EXERCISES TO COMPLETE:
a - Quote the passage of the His Last Report review that begins with the words containing "Jardine’s Seebohm is" and ends with "the GP at 8am.".
b - Answer these questions from the His Last Report review:
(i) Which actor plays Gulie Harlock?
(ii) What is the name of the model village built to house the workforce?
(iii) What number on the waiting list does the review give for phoning the GP at 8am?

Misha Duncan-Barry and Bridget Foreman’s script has the restless, questing energy of York-born professional actor Antony Jardine’s Seebohm Rowntree, his name taken from his mother’s surname of Swedish-German origin, we learn in one of many facts dropped in with humorous relish.

We start at the end, Seebohm despondent post-reports, before heading back to 1890s’ York with personal secretary Gulie Harlock (Amelia Donkor), where his Quaker family’s cocoa works is booming, new Rowntree factory et al, under the noble guidance of father Joseph (Mark Payton, in a performance as bubbly as Aero, with a lightness of humour to match).

But something is not hitting the sweet spot for chemist, industrialist and philanthropist Seebohm. Blue-collar life is bitter, when it needs to be better for the factory workers, housed in the city’s back streets and snickelways. In tandem with Donkor’s perspicacious Gulie, he advocates better working and living conditions, improved wages and the provision of education for all and facilities to bolster both mental and physical health.

He never invented a chocolate bar called Nirvana, but his vision of a promised land of healthier, happier, wealthier workers that in turn benefits the productivity of businesses provides the seed bed for the welfare state, attracting the support of Churchill (Colin Beveridge) and Lloyd George (Andrew Wrenn).

Maurice Crichton’s Frank Benson, centre, in King Lear guise in His Last Report, with principals and ensemble looking on in His Last Report. Picture: S R Taylor Photography

Welcome to New Earswick, the model of a village to house the workforce, with a school and a library. Welcome to Rowntree’s world of Yearsley Swimming Pool, the Joseph Rowntree Theatre, gymnastics, pageants and plays. All’s well but can it end well?  Ah, there’s the rub. Finance. All the good things cost money.

Jardine’s Seebohm is haunted by the spectral figure of an impoverished child, Riley (Edmund Djimramadji/Billy Heathwood) that only he can see, and all around him the figures don’t add up. The second half turns post-modern, with modern clothing interwoven with period couture, references to writers Misha and Bridget and an in-joke impersonation of the Theatre Royal’s costume department Scottish supremo Pauline.

Rather than ending well it ends Orwellian, Jardine’s despairing Seebohm observing the Britain of today, the Britain of cuts to the arts and libraries, swimming pool and factory closures, robots replacing workers, jargon replacing plain speaking, and being number 52 on  the waiting list when phoning the GP at 8am.

DATA LINES:
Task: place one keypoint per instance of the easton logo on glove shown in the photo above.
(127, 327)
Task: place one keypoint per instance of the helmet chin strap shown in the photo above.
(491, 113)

SOLUTION SET:
a -
Jardine’s Seebohm is haunted by the spectral figure of an impoverished child, Riley (Edmund Djimramadji/Billy Heathwood) that only he can see, and all around him the figures don’t add up. The second half turns post-modern, with modern clothing interwoven with period couture, references to writers Misha and Bridget and an in-joke impersonation of the Theatre Royal’s costume department Scottish supremo Pauline.

Rather than ending well it ends Orwellian, Jardine’s despairing Seebohm observing the Britain of today, the Britain of cuts to the arts and libraries, swimming pool and factory closures, robots replacing workers, jargon replacing plain speaking, and being number 52 on  the waiting list when phoning the GP at 8am.

b -
(i) Amelia Donkor
(ii) New Earswick
(iii) Number 52